WHAT IS BEING ASKED:
Reproduce each record exactly, leaving out no line.

SOURCE RECORDS:
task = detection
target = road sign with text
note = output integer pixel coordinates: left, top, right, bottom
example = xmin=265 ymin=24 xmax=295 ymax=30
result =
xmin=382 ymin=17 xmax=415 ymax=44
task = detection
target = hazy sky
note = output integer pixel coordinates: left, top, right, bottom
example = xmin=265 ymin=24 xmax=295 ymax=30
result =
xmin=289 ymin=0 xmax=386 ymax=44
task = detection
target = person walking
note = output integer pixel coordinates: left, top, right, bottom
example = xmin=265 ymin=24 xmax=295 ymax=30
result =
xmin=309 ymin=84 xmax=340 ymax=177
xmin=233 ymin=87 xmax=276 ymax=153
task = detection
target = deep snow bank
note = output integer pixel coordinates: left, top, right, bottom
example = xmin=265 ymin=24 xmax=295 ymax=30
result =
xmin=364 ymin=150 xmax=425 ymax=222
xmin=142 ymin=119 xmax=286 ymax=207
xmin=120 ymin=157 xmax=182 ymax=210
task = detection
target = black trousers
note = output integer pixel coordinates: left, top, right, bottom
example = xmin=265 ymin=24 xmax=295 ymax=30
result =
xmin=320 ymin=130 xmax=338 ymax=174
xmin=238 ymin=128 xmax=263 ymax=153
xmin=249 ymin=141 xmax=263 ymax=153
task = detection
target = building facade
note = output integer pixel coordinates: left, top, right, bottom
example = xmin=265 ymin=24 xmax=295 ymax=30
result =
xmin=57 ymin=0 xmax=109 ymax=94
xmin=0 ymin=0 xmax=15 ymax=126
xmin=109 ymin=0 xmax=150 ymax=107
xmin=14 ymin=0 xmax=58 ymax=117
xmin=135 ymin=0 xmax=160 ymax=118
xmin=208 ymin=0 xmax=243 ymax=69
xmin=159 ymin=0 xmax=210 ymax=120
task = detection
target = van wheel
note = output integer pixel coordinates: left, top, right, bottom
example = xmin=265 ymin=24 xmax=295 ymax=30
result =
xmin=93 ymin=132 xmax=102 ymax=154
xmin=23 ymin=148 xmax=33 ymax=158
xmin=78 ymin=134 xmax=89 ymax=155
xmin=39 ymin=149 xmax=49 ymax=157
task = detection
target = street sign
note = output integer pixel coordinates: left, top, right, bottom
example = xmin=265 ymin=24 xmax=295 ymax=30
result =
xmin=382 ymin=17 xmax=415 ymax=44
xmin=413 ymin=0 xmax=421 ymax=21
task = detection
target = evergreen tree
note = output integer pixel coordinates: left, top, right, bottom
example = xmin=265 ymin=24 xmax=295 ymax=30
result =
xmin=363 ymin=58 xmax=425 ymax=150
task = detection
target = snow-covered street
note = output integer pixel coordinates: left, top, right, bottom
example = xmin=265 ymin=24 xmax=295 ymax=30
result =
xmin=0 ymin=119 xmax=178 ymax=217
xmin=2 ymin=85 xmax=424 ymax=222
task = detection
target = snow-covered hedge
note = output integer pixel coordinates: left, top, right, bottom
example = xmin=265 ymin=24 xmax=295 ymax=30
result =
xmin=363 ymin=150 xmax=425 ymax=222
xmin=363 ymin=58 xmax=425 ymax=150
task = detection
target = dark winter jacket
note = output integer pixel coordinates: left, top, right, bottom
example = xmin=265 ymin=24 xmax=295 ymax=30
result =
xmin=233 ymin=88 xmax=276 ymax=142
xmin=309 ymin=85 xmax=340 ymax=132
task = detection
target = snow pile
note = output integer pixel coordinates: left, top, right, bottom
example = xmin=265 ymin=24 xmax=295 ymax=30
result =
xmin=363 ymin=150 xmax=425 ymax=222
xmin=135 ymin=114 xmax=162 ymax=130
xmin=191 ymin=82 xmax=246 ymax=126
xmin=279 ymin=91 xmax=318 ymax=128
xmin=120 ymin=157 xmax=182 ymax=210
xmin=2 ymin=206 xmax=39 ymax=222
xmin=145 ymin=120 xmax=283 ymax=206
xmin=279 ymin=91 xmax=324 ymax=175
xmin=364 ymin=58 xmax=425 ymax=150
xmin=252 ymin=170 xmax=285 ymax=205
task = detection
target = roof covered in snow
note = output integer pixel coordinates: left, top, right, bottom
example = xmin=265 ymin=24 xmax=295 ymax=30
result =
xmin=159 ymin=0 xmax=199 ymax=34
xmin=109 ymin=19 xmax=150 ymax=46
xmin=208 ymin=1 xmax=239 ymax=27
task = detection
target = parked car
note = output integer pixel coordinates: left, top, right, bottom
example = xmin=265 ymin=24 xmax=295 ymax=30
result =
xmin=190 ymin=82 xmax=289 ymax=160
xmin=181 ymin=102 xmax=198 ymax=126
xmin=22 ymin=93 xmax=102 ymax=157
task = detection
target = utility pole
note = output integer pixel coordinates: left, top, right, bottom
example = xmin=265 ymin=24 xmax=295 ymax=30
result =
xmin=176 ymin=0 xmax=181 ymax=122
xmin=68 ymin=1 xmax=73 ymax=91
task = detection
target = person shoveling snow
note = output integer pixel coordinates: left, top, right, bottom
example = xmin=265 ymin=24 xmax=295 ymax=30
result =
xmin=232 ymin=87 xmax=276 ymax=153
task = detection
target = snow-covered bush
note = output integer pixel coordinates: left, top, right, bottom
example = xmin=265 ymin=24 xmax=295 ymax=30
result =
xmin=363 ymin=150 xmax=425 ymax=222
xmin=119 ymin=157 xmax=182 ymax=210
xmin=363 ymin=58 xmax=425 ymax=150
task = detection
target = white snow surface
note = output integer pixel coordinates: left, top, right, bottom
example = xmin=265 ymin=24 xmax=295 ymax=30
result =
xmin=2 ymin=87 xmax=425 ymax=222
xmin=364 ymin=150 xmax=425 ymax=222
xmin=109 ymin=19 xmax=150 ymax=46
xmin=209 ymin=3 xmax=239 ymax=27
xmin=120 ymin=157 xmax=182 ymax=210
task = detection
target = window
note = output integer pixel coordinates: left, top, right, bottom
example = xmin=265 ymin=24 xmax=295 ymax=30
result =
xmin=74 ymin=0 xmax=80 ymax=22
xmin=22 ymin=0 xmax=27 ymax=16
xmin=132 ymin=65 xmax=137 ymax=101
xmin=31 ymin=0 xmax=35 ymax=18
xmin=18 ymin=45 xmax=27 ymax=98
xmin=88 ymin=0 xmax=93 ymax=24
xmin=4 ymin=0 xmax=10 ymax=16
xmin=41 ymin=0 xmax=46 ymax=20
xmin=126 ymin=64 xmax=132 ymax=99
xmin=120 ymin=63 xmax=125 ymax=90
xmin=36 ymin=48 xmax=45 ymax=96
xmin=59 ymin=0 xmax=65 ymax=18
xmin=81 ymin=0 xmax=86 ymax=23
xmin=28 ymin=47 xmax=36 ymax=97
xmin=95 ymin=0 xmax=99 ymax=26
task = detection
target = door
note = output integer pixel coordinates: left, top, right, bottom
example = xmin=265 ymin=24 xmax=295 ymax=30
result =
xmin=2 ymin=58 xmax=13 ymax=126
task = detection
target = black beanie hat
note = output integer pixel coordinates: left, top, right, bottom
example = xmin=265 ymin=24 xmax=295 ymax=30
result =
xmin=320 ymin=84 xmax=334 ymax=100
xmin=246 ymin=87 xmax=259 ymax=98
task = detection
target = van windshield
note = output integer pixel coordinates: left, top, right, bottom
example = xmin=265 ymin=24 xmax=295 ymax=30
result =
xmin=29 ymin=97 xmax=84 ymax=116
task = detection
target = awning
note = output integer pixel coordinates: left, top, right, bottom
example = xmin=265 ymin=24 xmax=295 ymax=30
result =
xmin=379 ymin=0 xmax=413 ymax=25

WRITTEN ANSWER:
task = detection
target = road sign with text
note = output integer pixel coordinates: left, top, right, bottom
example = xmin=265 ymin=24 xmax=295 ymax=30
result =
xmin=382 ymin=17 xmax=415 ymax=44
task = detection
target = hazy sky
note = output integer pixel coordinates: left, top, right, bottom
example = xmin=265 ymin=24 xmax=295 ymax=30
result =
xmin=289 ymin=0 xmax=386 ymax=44
task = detection
target = person walking
note = output integer pixel coordinates: left, top, right, bottom
example = xmin=265 ymin=24 xmax=295 ymax=30
result =
xmin=309 ymin=84 xmax=340 ymax=177
xmin=233 ymin=87 xmax=276 ymax=153
task = detection
target = deep snow bank
note = output integer pixel coordinates: left, top, right, bottom
example = xmin=265 ymin=24 xmax=295 ymax=30
result =
xmin=364 ymin=150 xmax=425 ymax=222
xmin=142 ymin=119 xmax=286 ymax=207
xmin=120 ymin=157 xmax=182 ymax=210
task = detection
target = black trousers
note = output integer pixel coordinates: left, top, right, bottom
example = xmin=265 ymin=24 xmax=295 ymax=30
result =
xmin=320 ymin=130 xmax=338 ymax=174
xmin=238 ymin=128 xmax=263 ymax=153
xmin=249 ymin=141 xmax=263 ymax=153
task = detection
target = building facade
note = output integer pixel coordinates: left, top, right, bottom
example = xmin=265 ymin=24 xmax=295 ymax=30
result =
xmin=57 ymin=0 xmax=109 ymax=94
xmin=0 ymin=0 xmax=15 ymax=126
xmin=109 ymin=0 xmax=150 ymax=107
xmin=14 ymin=0 xmax=58 ymax=117
xmin=135 ymin=0 xmax=160 ymax=118
xmin=208 ymin=0 xmax=243 ymax=69
xmin=159 ymin=0 xmax=210 ymax=120
task = detection
target = van wheel
note = output integer pixel coordinates: left, top, right, bottom
example = xmin=265 ymin=24 xmax=295 ymax=30
result =
xmin=93 ymin=132 xmax=102 ymax=154
xmin=23 ymin=148 xmax=33 ymax=158
xmin=78 ymin=134 xmax=89 ymax=155
xmin=39 ymin=149 xmax=49 ymax=157
task = detection
target = street sign
note = output integer pixel coordinates: left, top, right, bottom
example = xmin=265 ymin=24 xmax=295 ymax=30
result =
xmin=382 ymin=17 xmax=415 ymax=44
xmin=413 ymin=0 xmax=421 ymax=21
task = detection
target = evergreen tree
note = output integer pixel coordinates: left, top, right, bottom
example = xmin=265 ymin=24 xmax=295 ymax=30
result =
xmin=363 ymin=58 xmax=425 ymax=150
task = detection
target = snow-covered street
note = output integer pixel coordinates: left, top, right, bottom
example = xmin=265 ymin=24 xmax=295 ymax=30
result =
xmin=0 ymin=119 xmax=178 ymax=217
xmin=2 ymin=85 xmax=424 ymax=222
task = detection
target = snow-covered hedge
note = output integer pixel coordinates: left, top, right, bottom
example = xmin=265 ymin=24 xmax=295 ymax=30
result =
xmin=363 ymin=150 xmax=425 ymax=222
xmin=363 ymin=58 xmax=425 ymax=150
task = detection
target = dark winter jacket
note = output integer pixel coordinates: left, top, right, bottom
example = xmin=265 ymin=24 xmax=295 ymax=30
result =
xmin=233 ymin=88 xmax=276 ymax=142
xmin=309 ymin=85 xmax=340 ymax=132
task = detection
target = snow pile
note = output integer pixel coordinates: left, top, right, bottom
example = xmin=265 ymin=24 xmax=295 ymax=30
result =
xmin=363 ymin=150 xmax=425 ymax=222
xmin=135 ymin=114 xmax=162 ymax=130
xmin=191 ymin=82 xmax=246 ymax=126
xmin=279 ymin=91 xmax=318 ymax=128
xmin=120 ymin=157 xmax=182 ymax=210
xmin=2 ymin=206 xmax=39 ymax=222
xmin=145 ymin=120 xmax=283 ymax=206
xmin=279 ymin=91 xmax=324 ymax=175
xmin=364 ymin=58 xmax=425 ymax=150
xmin=252 ymin=170 xmax=285 ymax=205
task = detection
target = roof covered in snow
note = output integer pixel coordinates: left, top, right, bottom
example = xmin=265 ymin=24 xmax=295 ymax=30
result =
xmin=159 ymin=0 xmax=199 ymax=34
xmin=109 ymin=19 xmax=150 ymax=46
xmin=208 ymin=1 xmax=239 ymax=27
task = detection
target = parked car
note = output integer pixel coordinates: left, top, right, bottom
example = xmin=265 ymin=24 xmax=295 ymax=30
result =
xmin=190 ymin=82 xmax=289 ymax=160
xmin=181 ymin=102 xmax=198 ymax=126
xmin=22 ymin=93 xmax=102 ymax=157
task = detection
target = utility pole
note = output integer pixel coordinates: left, top, right, bottom
example = xmin=265 ymin=24 xmax=295 ymax=30
result =
xmin=176 ymin=0 xmax=181 ymax=122
xmin=68 ymin=1 xmax=73 ymax=91
task = detection
target = person shoveling snow
note = output integer pixel coordinates: left, top, right, bottom
example = xmin=265 ymin=24 xmax=295 ymax=30
result =
xmin=232 ymin=87 xmax=276 ymax=153
task = detection
target = snow-covered bush
note = output integer pixel coordinates: left, top, right, bottom
example = xmin=265 ymin=24 xmax=295 ymax=30
result =
xmin=363 ymin=150 xmax=425 ymax=222
xmin=119 ymin=157 xmax=182 ymax=210
xmin=363 ymin=58 xmax=425 ymax=150
task = detection
target = white snow surface
note = output integer pixel coordinates: left, top, right, bottom
example = xmin=265 ymin=24 xmax=295 ymax=30
result =
xmin=2 ymin=87 xmax=425 ymax=222
xmin=364 ymin=150 xmax=425 ymax=222
xmin=109 ymin=19 xmax=150 ymax=46
xmin=209 ymin=3 xmax=239 ymax=27
xmin=120 ymin=157 xmax=182 ymax=210
task = detection
target = window
note = output integer pixel coordinates: left, top, right, bottom
example = xmin=265 ymin=24 xmax=295 ymax=30
result =
xmin=74 ymin=0 xmax=80 ymax=22
xmin=22 ymin=0 xmax=27 ymax=16
xmin=132 ymin=65 xmax=137 ymax=101
xmin=31 ymin=0 xmax=35 ymax=18
xmin=18 ymin=45 xmax=27 ymax=98
xmin=88 ymin=0 xmax=93 ymax=24
xmin=4 ymin=0 xmax=10 ymax=16
xmin=41 ymin=0 xmax=46 ymax=20
xmin=126 ymin=64 xmax=132 ymax=99
xmin=120 ymin=63 xmax=125 ymax=90
xmin=36 ymin=48 xmax=45 ymax=96
xmin=59 ymin=0 xmax=65 ymax=18
xmin=81 ymin=0 xmax=86 ymax=23
xmin=28 ymin=47 xmax=36 ymax=97
xmin=95 ymin=0 xmax=99 ymax=26
task = detection
target = door
note = output integer pixel coordinates: left, top, right, bottom
example = xmin=265 ymin=24 xmax=295 ymax=30
result =
xmin=2 ymin=58 xmax=13 ymax=126
task = detection
target = black beanie hat
note = output integer pixel coordinates: left, top, right, bottom
example = xmin=265 ymin=24 xmax=295 ymax=30
result =
xmin=320 ymin=84 xmax=334 ymax=100
xmin=246 ymin=87 xmax=259 ymax=98
task = detection
target = van windshield
note = output integer pixel coordinates: left, top, right, bottom
example = xmin=265 ymin=24 xmax=295 ymax=30
result =
xmin=29 ymin=97 xmax=84 ymax=116
task = detection
target = awning
note = output integer pixel coordinates: left, top, right, bottom
example = xmin=265 ymin=24 xmax=295 ymax=30
result =
xmin=379 ymin=0 xmax=413 ymax=25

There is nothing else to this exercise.